* _GIVEN TASK 1_:
List every type of business entity that the article on business structures names.
* _GIVEN TASK 2_:
Extend the article on business structures, starting after its final sentence.

* _TEXT TO READ_:
==================================================
Business Structures - Part II

© John J. Tormey III, Esq. All Rights Reserved.

This article is not intended to, and does not constitute, legal advice with respect to your particular situation and fact pattern. Do secure counsel promptly, if you see any legal issue looming on the horizon which may affect your career or your rights. What applies in one context, may not apply to the next one. Make sure that you seek individualized legal advice as to any important matter pertaining to your career or your rights generally.

Part I of this article discussed the process of selecting a new name for a business. Many people choose to incorporate or form an LLC, so as to minimize their personal liability for the debts and obligations of their business. There is cost to forming an entity, but the cost is often worth it. What follows is a brief discussion of "personal liability", and the types of entities that may be available.

2. Choosing an Entity.

A full description of all the differences between an S-Corporation, a C-Corporation, and a limited liability company (LLC) would be beyond the scope of this article. Besides, the distinctions are often altered - some would say "blurred" - by changes in the Internal Revenue Code and local laws. Even by the time this article is read, further changes to relevant tax laws may have been made, affecting the entity choice. The bottom line is that a choice of entity should be made upon current information only, with the assistance of a lawyer and an accountant. To do it any other way is to risk making a bad choice that one will later regret, especially when the first or successive company tax returns are filed.
==================================================
* _DATASET RECORDS_:
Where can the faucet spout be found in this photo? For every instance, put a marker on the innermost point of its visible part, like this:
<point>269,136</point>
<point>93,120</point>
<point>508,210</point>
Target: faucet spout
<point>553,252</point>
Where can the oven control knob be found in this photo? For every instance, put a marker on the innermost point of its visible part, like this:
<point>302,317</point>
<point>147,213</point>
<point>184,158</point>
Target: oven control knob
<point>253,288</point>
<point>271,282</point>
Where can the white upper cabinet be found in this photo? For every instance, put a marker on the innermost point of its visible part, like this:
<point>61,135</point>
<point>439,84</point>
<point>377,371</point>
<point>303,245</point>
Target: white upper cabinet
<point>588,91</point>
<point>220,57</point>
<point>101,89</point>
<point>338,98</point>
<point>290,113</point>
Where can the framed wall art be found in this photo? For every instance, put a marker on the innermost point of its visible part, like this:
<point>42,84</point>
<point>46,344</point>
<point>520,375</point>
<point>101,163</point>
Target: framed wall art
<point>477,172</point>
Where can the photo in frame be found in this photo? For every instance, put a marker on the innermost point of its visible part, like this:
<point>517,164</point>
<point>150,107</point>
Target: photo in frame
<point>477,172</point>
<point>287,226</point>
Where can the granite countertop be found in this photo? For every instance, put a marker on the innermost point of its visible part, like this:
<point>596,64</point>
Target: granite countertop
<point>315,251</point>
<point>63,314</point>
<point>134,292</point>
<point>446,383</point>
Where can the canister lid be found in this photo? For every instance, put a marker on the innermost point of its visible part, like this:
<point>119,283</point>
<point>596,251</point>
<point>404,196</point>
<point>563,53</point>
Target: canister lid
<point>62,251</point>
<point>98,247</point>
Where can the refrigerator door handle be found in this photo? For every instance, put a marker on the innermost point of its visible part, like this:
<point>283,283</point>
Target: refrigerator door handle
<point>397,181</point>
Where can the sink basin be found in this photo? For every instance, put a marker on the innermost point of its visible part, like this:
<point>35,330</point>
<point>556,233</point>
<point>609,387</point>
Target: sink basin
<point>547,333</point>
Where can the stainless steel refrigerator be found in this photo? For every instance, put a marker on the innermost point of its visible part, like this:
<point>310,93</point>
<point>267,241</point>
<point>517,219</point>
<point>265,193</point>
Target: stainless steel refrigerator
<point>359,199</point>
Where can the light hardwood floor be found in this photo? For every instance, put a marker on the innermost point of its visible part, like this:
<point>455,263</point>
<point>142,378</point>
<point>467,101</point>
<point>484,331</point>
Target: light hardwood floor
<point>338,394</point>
==================================================
* _EXERCISE RESULT 1_:
S-Corporation, C-Corporation, limited liability company (LLC)

* _EXERCISE RESULT 2_:
The distinctions between an S-Corp, C-Corp, and LLC make sense when taken in the historical perspective. Look at them as the product of a kind of Darwinian evolution. In that vein, the S-Corp and C-Corp may someday become but historical artifacts, while the LLC could become the only "fittest" to "survive". The LLC may be the best choice of entity - if affordable, and if one is not otherwise precluded from forming it by virtue of one's home state's current restrictions on LLC's.

At some point in history it was realized that persons involved in businesses could be thereby putting their own personal assets at risk. That principle still applies, by the way. If one runs an unincorporated or non-LLC business out of one's house, that business owner may risk later losing that same house to the debts, liabilities and obligations of one's business. This is what "personal liability" is all about. A business owner wants to avoid personal liability, at all costs. The owner wants to shield its assets, like a house and a personal bank account, from the risks of the business. For these reasons, understandable and common to all humanity, the concept of a corporation was first formulated, many years ago.

The traditional and old-fashioned form of corporation in the U.S. still exists as of this writing - in the form of the C-Corporation, named after a "Subchapter-C" in the Internal Revenue Code. When properly filed and maintained, the C-Corp shields the business-owner/principal from personal liability. For example, if there is US$10,000 in the C-Corp's corporate bank account, then, in theory, only that US$10,000 amount can be used to satisfy a civil (court) judgment against the corporation - even if the President and sole shareholder of the corporation has an additional $50,000 in his/her personal bank account. A "wall", "shield", or "veil" is put up between the two sets of assets.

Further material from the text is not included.